What do the lines say from the one containing "500, row 580." to the end of the records? Restate them word for word, and only those.

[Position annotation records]
------------------------------------------------

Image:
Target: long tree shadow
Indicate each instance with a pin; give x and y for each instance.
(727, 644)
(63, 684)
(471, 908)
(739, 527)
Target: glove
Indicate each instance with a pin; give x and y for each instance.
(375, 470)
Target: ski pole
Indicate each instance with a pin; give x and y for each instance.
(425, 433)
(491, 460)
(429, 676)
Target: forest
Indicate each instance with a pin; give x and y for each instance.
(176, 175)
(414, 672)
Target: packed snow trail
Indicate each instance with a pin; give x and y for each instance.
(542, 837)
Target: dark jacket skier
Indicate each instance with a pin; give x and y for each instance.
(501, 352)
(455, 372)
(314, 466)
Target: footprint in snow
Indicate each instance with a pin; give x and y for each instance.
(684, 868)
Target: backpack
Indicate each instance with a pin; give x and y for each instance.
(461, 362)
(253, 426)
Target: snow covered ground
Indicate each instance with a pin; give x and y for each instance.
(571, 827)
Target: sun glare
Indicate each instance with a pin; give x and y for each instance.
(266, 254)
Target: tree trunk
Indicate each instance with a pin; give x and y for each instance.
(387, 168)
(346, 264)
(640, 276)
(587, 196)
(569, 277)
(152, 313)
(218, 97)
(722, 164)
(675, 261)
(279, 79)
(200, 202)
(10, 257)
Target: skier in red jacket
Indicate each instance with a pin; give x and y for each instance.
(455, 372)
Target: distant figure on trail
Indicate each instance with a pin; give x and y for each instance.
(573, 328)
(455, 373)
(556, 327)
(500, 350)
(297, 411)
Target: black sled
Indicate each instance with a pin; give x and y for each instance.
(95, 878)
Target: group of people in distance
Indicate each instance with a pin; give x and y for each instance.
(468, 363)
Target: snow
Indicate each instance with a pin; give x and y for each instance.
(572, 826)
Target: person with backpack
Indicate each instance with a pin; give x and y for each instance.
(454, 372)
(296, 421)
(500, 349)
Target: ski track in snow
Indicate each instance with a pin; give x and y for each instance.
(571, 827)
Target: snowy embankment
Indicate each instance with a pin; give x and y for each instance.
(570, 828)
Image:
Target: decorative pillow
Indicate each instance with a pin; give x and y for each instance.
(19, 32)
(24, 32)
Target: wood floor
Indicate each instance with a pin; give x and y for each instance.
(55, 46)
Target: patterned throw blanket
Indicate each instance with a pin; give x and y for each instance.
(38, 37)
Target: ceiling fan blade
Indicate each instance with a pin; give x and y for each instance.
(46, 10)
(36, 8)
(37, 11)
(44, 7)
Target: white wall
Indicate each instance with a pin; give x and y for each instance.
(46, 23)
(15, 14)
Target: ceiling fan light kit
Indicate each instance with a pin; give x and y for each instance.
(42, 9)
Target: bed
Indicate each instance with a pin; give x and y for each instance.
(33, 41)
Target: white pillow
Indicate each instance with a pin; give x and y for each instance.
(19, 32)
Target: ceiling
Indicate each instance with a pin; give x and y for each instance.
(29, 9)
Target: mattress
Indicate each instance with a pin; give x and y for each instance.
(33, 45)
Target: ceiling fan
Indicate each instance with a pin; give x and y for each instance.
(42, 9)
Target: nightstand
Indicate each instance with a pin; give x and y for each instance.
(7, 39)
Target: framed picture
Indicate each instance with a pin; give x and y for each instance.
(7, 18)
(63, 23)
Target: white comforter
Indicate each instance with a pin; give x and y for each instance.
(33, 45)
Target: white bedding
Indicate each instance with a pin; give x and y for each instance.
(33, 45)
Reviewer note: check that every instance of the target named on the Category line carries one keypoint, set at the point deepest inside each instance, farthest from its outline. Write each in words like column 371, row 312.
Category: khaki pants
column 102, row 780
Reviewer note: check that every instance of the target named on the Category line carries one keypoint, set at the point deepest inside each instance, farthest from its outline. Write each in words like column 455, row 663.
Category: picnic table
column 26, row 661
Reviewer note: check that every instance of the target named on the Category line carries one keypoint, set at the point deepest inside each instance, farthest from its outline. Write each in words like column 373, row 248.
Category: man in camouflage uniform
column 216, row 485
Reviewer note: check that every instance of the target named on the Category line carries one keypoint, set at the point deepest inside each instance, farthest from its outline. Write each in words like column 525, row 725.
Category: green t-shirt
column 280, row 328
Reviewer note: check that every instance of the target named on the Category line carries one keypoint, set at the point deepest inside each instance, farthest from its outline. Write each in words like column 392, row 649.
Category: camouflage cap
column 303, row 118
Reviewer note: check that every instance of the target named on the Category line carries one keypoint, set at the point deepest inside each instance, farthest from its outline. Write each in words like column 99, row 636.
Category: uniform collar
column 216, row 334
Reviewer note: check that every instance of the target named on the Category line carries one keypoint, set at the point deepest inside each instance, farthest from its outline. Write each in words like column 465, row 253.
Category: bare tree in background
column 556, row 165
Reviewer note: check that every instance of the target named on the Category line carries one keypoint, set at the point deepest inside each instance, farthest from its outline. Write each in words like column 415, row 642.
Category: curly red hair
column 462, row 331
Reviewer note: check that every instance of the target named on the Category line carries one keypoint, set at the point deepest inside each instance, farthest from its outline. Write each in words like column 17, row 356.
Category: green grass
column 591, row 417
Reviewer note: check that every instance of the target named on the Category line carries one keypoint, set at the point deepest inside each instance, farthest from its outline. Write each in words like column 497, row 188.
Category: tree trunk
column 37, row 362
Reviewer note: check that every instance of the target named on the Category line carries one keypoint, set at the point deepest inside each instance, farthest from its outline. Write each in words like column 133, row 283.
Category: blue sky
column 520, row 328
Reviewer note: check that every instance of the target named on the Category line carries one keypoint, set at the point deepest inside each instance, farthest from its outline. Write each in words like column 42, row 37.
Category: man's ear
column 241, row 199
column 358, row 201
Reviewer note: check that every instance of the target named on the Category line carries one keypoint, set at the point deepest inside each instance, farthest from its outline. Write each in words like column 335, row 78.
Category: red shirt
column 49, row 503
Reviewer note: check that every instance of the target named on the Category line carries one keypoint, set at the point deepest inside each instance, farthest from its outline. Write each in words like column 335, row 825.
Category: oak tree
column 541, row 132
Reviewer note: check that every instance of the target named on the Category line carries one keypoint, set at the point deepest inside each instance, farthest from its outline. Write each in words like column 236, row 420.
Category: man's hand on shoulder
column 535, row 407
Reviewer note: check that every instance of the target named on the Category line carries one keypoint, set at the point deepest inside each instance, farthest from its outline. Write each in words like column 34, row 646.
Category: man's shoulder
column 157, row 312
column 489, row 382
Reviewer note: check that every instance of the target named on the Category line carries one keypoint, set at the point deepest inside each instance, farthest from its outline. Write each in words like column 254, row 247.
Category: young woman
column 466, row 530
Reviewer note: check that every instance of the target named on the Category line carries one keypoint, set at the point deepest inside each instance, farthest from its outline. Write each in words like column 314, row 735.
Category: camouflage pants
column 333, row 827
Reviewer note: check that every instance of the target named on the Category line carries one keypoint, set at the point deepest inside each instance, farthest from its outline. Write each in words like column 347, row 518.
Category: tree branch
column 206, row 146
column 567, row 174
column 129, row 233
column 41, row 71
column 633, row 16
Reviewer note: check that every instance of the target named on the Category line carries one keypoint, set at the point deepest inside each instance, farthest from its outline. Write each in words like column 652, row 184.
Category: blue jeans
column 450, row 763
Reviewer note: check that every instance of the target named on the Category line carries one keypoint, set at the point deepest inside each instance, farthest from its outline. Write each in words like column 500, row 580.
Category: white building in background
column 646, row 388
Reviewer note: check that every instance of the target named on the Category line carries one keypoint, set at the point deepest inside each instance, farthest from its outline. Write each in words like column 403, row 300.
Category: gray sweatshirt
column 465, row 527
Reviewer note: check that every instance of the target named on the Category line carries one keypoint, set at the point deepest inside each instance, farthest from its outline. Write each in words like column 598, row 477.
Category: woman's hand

------------------------------------------------

> Expected output:
Reviewer note: check that every instance of the target named on the Category line carries one keypoint, set at the point deepest inside each instance, farthest from its outline. Write each in words like column 500, row 580.
Category: white building in background
column 646, row 388
Reviewer note: check that every instance of the target named on the Category line carries one keypoint, set at the point deepest inside each instance, farthest from its outline. Write each in words like column 403, row 300.
Category: gray sweatshirt
column 465, row 527
Reviewer note: check that every instance of the target named on the Category line carries one keypoint, set at the point deepest inside each instance, farthest from its outline. Write each in words like column 598, row 477.
Category: woman's hand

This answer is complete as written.